━━ EXCERPT PROVIDED

Our article, “Harlem in Black and White: Mapping Race and Place in the 1920s,” has now appeared in the Journal of Urban History, vol. 35, no. 9, September 2013, pages 864-880. The abstract and a related map can be found in an earlier post announcing the acceptance of the article for publication in 2011.
Nicholas Grant, of the University of East Anglia, reviews Digital Harlem in the IHR’s Reviews in History for 25 July 2013. The publication offers authors the chance to repond, which I did. The review offers an interesting, user-focused perspective on the site.
A two-page spread on Digital Harlem appears in the Winter 2013 issue of New York Archives. The article offers a brief introduction to the site, using as examples a map of nightlife and two maps discussed in posts on this blog: prostitution in 1925 & 1930; and Morgan Thompson’s work sites.

━━━━
━━ EXTRACTED DATA

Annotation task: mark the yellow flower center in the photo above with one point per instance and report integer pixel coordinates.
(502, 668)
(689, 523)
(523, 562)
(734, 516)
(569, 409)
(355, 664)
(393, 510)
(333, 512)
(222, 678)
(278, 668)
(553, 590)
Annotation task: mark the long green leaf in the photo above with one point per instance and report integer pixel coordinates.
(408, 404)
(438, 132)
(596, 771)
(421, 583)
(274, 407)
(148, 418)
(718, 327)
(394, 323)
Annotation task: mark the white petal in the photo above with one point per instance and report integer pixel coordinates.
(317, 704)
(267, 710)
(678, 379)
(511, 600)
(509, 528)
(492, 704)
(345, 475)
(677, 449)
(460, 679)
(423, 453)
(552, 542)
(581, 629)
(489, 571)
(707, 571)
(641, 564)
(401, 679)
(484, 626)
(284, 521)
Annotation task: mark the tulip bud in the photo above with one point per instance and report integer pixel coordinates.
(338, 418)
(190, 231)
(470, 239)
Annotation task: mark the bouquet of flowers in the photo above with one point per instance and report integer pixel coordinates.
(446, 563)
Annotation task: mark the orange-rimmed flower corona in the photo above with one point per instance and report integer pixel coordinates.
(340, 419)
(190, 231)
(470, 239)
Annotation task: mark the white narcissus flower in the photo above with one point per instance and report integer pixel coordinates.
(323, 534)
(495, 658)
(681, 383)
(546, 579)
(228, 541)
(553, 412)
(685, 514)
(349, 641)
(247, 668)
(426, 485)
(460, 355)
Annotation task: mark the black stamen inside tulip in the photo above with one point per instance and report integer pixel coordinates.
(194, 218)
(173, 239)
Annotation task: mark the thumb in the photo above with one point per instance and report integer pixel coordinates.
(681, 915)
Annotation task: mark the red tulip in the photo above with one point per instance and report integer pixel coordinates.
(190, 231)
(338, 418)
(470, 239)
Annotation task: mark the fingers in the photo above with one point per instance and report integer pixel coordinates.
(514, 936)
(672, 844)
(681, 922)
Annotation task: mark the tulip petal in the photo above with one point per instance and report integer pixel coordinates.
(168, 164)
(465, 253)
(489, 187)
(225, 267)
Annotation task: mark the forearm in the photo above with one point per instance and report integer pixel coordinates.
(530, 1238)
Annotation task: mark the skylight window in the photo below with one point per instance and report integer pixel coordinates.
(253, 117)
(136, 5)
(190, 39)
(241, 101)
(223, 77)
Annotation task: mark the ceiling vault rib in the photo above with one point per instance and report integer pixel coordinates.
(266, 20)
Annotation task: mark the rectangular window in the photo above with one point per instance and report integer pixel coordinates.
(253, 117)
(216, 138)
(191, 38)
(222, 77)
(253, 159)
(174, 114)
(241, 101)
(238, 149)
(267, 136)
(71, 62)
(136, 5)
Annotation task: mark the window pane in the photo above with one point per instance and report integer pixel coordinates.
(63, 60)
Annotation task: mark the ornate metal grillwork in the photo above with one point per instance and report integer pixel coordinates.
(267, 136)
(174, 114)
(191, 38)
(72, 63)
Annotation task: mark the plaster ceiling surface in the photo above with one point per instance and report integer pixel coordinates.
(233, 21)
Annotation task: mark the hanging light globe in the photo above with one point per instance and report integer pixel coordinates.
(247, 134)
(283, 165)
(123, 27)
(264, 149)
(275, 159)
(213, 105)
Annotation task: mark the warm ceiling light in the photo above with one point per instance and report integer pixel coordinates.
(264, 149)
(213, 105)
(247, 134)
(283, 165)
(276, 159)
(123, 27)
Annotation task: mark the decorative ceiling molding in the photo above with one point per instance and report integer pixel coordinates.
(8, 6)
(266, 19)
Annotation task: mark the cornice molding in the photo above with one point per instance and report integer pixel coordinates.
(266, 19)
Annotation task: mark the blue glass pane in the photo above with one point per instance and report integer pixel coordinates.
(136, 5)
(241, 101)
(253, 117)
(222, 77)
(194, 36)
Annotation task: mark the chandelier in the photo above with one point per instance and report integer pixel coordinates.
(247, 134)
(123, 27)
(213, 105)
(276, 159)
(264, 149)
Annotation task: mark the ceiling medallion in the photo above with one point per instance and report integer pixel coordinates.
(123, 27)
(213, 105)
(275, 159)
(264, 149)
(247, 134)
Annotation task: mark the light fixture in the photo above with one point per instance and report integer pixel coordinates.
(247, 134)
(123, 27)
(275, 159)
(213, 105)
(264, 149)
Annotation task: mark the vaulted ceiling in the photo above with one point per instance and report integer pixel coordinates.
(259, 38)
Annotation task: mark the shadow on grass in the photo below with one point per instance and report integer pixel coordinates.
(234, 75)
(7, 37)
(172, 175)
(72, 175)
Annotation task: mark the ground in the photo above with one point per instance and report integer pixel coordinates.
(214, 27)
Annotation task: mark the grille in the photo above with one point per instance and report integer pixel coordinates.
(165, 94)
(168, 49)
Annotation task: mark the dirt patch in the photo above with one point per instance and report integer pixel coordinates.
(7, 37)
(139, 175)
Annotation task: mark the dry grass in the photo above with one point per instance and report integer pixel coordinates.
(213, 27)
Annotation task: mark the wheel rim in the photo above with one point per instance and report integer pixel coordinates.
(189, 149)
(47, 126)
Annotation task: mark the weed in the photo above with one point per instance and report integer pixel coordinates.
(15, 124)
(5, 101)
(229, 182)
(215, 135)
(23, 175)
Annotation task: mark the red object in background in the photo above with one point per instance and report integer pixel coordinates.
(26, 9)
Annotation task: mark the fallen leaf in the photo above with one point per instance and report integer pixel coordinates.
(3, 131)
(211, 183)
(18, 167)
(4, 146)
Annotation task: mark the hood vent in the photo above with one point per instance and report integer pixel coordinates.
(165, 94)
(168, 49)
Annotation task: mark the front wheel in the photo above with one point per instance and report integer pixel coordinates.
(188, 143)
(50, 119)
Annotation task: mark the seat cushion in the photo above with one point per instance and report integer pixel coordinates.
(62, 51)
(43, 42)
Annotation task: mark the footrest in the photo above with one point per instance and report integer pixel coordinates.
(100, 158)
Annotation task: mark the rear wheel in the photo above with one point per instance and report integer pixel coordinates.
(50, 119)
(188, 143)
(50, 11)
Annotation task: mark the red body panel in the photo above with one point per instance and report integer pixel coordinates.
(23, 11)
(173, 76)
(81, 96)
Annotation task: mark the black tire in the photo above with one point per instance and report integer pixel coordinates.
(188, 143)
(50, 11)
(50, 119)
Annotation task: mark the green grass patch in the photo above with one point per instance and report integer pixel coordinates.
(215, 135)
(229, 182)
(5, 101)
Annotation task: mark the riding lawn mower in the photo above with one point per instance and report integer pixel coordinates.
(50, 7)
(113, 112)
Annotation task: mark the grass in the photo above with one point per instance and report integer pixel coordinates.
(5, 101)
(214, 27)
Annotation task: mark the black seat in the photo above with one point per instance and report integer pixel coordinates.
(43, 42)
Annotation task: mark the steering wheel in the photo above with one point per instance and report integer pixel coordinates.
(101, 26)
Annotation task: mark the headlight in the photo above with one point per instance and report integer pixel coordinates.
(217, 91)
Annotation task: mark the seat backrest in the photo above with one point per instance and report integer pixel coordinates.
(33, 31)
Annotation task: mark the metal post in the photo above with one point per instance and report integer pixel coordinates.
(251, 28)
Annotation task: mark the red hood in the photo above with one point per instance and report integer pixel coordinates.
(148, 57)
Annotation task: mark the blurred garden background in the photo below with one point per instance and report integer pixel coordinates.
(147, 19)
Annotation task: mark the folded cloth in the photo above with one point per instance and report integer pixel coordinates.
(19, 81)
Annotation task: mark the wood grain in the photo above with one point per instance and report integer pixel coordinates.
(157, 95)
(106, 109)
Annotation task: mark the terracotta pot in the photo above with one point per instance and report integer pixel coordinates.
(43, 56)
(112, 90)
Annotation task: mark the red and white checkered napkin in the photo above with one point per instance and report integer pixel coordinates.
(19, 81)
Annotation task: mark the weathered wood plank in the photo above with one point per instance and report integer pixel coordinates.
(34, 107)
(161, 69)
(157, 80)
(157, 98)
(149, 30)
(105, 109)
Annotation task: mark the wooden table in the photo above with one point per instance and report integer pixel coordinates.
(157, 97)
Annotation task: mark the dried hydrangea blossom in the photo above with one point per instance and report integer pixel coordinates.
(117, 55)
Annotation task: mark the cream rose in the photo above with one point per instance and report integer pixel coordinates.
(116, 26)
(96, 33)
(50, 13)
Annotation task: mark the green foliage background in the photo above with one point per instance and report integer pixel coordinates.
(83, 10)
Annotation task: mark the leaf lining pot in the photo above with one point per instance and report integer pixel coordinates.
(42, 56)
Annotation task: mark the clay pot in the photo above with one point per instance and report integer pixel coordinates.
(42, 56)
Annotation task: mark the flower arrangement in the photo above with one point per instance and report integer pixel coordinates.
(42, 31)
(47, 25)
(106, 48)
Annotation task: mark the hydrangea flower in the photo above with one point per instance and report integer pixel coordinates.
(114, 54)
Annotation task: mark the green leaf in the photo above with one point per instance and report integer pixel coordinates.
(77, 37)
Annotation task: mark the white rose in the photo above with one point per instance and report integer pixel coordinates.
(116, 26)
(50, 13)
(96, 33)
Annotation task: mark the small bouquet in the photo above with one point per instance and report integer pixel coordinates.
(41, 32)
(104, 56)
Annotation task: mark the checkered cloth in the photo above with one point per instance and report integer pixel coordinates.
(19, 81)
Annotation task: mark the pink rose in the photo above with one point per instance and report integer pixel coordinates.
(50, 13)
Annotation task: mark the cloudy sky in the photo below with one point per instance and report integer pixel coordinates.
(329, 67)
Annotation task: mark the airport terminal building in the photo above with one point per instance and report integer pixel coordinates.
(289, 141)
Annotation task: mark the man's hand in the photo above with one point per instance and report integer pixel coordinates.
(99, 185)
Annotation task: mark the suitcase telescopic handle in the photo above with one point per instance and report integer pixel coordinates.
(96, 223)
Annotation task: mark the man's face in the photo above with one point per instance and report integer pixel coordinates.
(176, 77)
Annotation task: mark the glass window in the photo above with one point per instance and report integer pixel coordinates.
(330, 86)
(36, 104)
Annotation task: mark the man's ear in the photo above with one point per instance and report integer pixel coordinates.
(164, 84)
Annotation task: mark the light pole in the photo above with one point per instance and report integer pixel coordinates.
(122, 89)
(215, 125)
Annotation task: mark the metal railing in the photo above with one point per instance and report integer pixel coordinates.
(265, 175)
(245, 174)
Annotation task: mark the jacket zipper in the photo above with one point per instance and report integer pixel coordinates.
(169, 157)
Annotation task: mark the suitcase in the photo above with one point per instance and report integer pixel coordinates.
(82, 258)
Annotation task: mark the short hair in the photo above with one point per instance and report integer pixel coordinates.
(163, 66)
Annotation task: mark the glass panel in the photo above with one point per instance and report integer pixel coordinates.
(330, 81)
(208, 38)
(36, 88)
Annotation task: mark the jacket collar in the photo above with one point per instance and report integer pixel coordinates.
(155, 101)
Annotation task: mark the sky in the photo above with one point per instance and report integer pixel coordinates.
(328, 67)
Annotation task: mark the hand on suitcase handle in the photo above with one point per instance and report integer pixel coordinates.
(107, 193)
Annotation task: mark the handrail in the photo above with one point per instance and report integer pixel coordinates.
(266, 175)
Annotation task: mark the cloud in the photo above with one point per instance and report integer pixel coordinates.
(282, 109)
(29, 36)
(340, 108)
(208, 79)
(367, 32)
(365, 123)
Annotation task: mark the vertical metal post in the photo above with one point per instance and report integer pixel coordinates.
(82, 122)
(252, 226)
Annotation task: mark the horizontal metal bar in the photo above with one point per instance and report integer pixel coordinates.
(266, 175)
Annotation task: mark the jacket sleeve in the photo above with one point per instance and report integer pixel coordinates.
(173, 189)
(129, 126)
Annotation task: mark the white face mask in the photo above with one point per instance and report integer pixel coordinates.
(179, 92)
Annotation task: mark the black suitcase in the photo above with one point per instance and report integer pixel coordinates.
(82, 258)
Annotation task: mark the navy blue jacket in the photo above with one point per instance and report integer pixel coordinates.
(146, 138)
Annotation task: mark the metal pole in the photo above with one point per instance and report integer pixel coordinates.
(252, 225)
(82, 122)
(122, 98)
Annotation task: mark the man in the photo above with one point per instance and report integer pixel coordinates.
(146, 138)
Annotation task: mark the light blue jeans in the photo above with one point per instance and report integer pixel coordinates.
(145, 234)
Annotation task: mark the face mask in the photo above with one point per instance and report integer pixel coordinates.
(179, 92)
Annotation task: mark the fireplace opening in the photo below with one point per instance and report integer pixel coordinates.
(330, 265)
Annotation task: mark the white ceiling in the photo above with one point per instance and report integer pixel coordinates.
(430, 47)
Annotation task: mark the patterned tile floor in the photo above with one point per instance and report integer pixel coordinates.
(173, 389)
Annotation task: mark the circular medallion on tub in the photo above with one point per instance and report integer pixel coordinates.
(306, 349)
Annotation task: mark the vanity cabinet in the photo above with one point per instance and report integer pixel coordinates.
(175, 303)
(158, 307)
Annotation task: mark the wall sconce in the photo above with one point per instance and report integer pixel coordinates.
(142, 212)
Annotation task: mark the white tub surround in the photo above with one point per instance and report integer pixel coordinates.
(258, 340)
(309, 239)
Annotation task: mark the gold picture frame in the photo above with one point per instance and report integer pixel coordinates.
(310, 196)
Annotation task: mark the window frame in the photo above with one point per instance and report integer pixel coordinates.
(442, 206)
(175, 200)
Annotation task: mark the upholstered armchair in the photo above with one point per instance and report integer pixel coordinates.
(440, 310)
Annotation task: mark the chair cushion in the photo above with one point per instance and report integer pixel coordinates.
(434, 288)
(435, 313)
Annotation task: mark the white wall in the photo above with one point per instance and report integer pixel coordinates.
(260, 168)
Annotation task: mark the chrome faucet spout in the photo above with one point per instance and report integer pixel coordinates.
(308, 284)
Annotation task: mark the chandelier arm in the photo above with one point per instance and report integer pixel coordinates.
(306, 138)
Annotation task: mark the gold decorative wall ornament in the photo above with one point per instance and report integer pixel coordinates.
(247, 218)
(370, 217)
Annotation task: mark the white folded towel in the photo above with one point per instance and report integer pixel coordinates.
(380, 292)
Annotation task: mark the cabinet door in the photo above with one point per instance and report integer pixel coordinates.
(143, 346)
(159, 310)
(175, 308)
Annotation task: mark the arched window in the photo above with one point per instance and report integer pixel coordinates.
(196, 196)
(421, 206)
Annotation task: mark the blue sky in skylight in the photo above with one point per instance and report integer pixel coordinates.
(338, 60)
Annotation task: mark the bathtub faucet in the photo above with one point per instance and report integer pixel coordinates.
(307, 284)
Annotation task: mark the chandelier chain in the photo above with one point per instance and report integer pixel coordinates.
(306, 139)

━━━━

• **CHALLENGE 1**
Answer these questions from the Digital Harlem passage.
(a) In which journal did the article "Harlem in Black and White: Mapping Race and Place in the 1920s" appear?
(b) Who reviewed Digital Harlem in the IHR's Reviews in History, and on what date did the review appear?
(c) Which issue of New York Archives carried the two-page spread on Digital Harlem?
• **CHALLENGE 2**
Carry on the Digital Harlem passage from the point where it stops.

• **EXERCISE RESPONSE 1**
(a) The Journal of Urban History, vol. 35, no. 9, September 2013, pages 864-880.
(b) Nicholas Grant, of the University of East Anglia, reviewed it for 25 July 2013.
(c) The Winter 2013 issue.

• **EXERCISE RESPONSE 2**
In December 2012 & January 2013, I will be giving a series of talks on Digital Harlem in the US & UK:
“Digital Harlem,” Center for Cultural Analysis, Rutgers University, December 11, 2012
“Mapping Everyday Life: Digital Harlem, 1915-1930,” Digital History Seminar, Institute of Historical Research, University of London, January 8, 2013
“Digital Harlem: Researching and Mapping Everyday Life in 1920s Harlem,” Department of Geography, Royal Holloway, University of London, January 9, 2013
“Harlem in Black and White: Mapping Race and Place in the 1920s,” Department of American and Canadian Studies, University of Nottingham, January 14, 2013
“Joining the Crowd: Connecting a Digital History Project to the Web,” Data – Asset – Method Network Workshop – So you think you’re an expert?, University of Nottingham, January 15, 2013
Our article, “Disorderly Houses: Residences, Privacy, and the Surveillance of Sexuality in 1920s Harlem,” has now appeared in the Journal of the History of Sexuality 21, 3 (September 2012): 443-466.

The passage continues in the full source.